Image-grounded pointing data
------------------------------------------------------------------------
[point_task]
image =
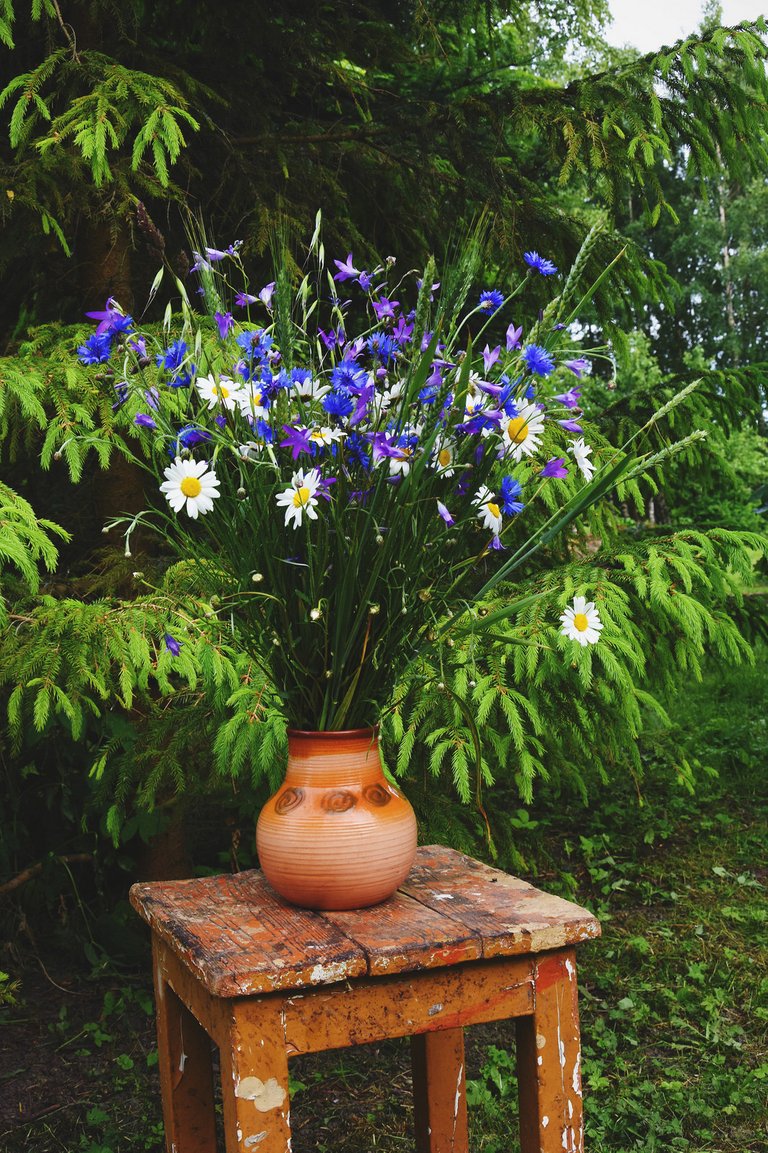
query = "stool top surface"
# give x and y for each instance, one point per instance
(240, 937)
------------------------------------------------------------------------
Work required
Your copy should hold every record word for word and none of the pictures.

Result for this exercise
[point_task]
image =
query = "stool top surface"
# give x and y for each instance, one point per instance
(240, 937)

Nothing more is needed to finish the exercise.